* [Direction]: Find each line in the records below that contains the word "facade" and copy those lines.

═══ Recorded data ═══

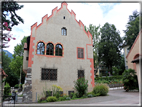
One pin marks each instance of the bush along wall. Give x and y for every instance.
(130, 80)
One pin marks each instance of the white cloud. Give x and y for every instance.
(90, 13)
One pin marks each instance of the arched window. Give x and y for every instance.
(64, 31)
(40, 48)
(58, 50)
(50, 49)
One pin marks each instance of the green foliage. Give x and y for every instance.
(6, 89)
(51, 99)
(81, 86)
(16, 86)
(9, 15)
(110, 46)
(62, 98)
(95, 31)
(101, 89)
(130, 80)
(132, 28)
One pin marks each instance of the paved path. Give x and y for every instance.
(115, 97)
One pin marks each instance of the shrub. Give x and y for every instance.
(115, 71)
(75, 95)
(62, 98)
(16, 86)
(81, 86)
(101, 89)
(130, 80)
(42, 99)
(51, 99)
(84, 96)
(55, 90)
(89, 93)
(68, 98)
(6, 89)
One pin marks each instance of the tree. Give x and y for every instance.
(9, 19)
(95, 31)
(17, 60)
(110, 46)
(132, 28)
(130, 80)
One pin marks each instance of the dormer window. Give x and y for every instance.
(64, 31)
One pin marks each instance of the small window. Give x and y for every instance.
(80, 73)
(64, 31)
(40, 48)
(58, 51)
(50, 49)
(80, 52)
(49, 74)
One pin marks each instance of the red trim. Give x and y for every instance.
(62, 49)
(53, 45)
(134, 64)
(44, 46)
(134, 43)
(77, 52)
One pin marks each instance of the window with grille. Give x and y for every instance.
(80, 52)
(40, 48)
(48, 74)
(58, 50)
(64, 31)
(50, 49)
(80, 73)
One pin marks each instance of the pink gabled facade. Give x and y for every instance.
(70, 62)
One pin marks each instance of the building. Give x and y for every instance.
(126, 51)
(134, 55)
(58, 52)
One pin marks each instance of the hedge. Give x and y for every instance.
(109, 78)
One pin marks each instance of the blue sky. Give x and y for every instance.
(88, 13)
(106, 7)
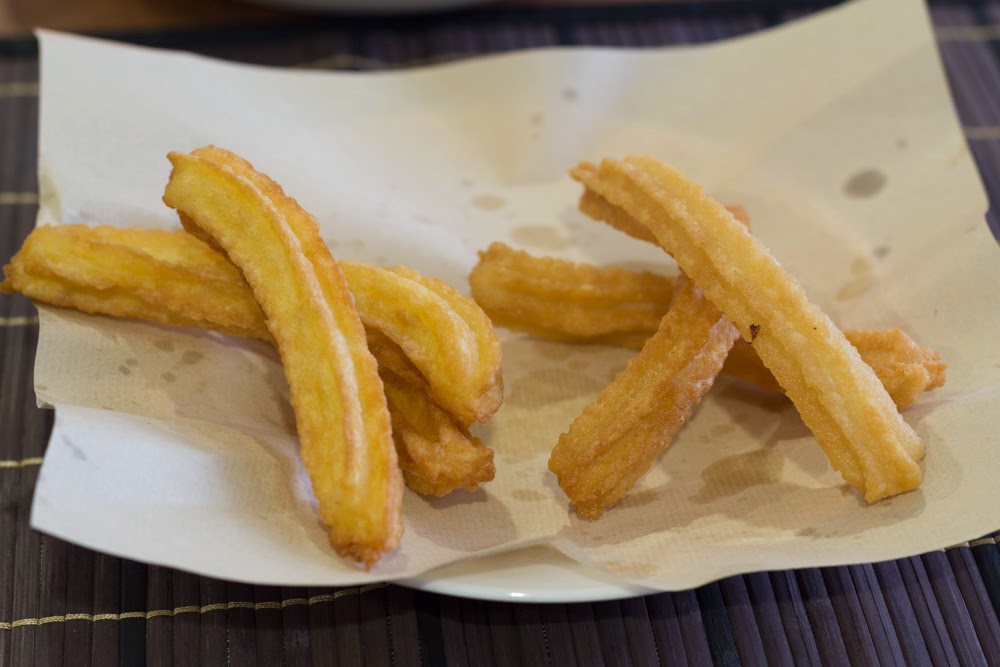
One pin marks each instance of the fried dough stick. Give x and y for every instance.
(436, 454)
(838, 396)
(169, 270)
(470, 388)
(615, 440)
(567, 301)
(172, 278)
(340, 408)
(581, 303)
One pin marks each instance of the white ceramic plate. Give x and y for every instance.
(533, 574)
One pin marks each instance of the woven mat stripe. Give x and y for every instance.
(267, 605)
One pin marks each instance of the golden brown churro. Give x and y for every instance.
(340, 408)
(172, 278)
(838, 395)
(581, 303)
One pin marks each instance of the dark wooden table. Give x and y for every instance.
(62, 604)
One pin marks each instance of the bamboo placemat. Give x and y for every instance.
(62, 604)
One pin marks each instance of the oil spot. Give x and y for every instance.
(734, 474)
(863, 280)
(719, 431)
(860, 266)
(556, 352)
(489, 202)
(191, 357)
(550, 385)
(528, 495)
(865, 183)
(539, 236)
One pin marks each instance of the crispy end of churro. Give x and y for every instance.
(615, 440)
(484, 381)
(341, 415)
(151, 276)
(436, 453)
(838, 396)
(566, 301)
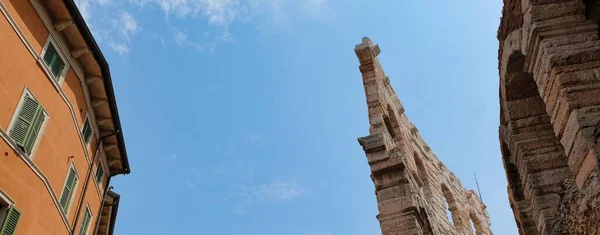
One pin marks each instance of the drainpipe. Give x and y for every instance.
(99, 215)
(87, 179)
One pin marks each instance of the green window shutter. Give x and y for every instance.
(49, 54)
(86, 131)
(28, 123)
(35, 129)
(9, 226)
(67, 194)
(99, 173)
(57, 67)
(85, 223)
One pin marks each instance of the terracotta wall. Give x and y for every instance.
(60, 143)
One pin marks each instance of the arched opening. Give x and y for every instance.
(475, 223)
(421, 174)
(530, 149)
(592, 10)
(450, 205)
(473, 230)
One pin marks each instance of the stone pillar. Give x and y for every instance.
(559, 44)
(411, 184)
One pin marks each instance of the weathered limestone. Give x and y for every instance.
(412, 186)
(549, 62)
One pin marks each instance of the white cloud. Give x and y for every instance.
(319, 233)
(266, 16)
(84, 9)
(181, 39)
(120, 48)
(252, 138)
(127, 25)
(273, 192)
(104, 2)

═══
═══ Recorded data ═══

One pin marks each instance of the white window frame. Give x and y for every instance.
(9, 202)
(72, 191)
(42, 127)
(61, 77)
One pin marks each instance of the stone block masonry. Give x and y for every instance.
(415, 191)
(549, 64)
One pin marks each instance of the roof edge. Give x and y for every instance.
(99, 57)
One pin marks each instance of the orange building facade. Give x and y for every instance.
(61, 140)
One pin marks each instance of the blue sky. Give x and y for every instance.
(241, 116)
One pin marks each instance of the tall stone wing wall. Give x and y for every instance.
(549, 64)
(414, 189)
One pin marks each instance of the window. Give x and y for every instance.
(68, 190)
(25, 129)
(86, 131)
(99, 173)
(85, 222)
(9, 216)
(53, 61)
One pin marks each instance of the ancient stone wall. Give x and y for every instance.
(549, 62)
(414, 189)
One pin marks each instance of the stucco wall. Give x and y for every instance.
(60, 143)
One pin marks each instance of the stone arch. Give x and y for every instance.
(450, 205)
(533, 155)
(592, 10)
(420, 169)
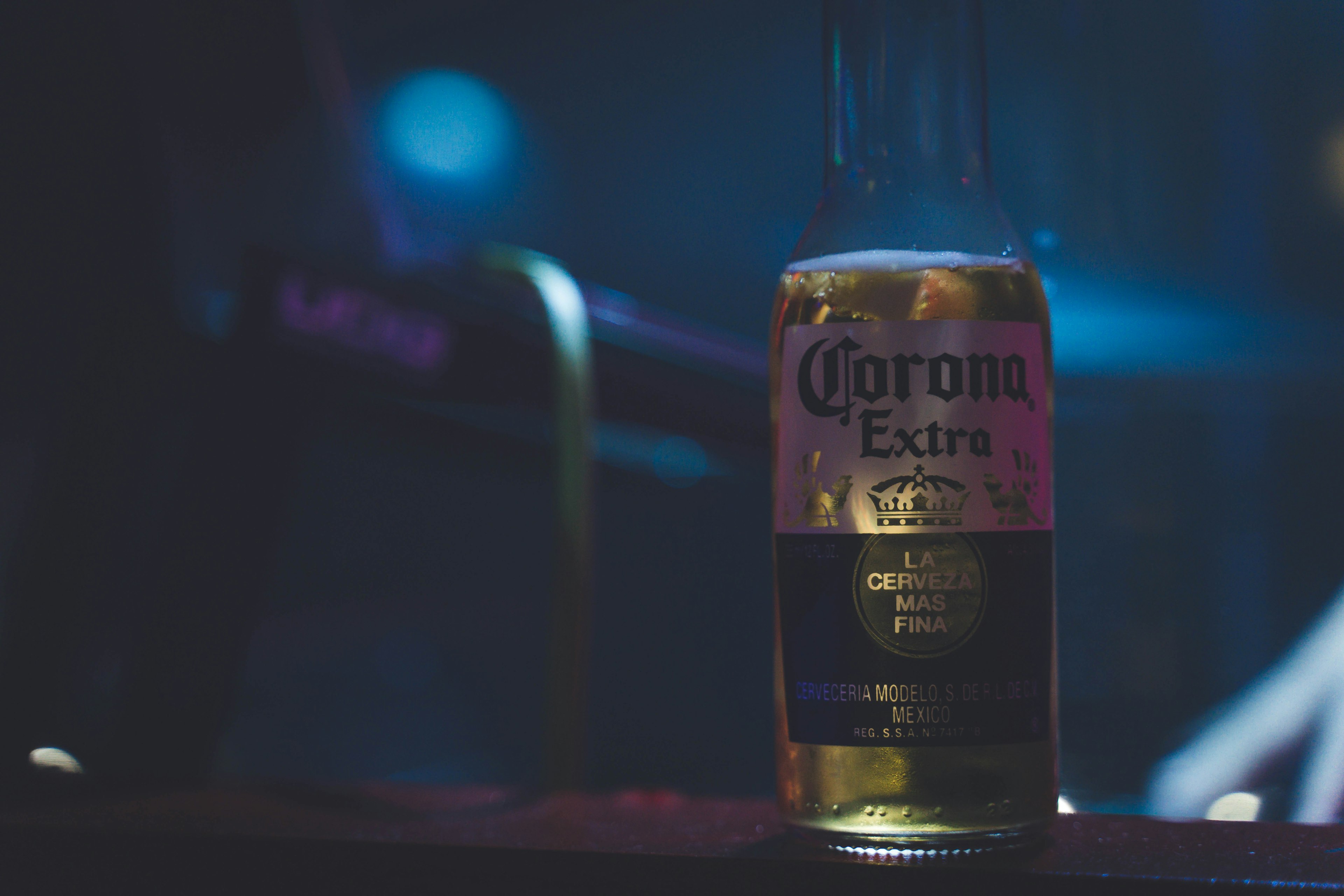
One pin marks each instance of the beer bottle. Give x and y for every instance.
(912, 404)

═══
═══ Recorded data ═══

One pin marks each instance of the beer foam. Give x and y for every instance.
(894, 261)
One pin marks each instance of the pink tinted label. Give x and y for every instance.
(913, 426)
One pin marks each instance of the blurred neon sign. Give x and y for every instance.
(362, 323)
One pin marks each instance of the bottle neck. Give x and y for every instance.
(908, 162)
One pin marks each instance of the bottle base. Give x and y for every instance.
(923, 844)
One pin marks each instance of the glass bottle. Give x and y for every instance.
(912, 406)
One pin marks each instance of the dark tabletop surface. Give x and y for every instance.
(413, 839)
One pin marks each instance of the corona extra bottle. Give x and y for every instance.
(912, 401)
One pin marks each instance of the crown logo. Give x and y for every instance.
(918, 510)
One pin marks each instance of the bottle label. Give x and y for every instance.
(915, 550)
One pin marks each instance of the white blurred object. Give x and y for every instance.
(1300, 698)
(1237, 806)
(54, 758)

═══

* [Correct result]:
One pin marks each instance of the pink gabled facade. Give x and y for every instance.
One pin marks each instance of the orange building facade. Give x and y for every instance.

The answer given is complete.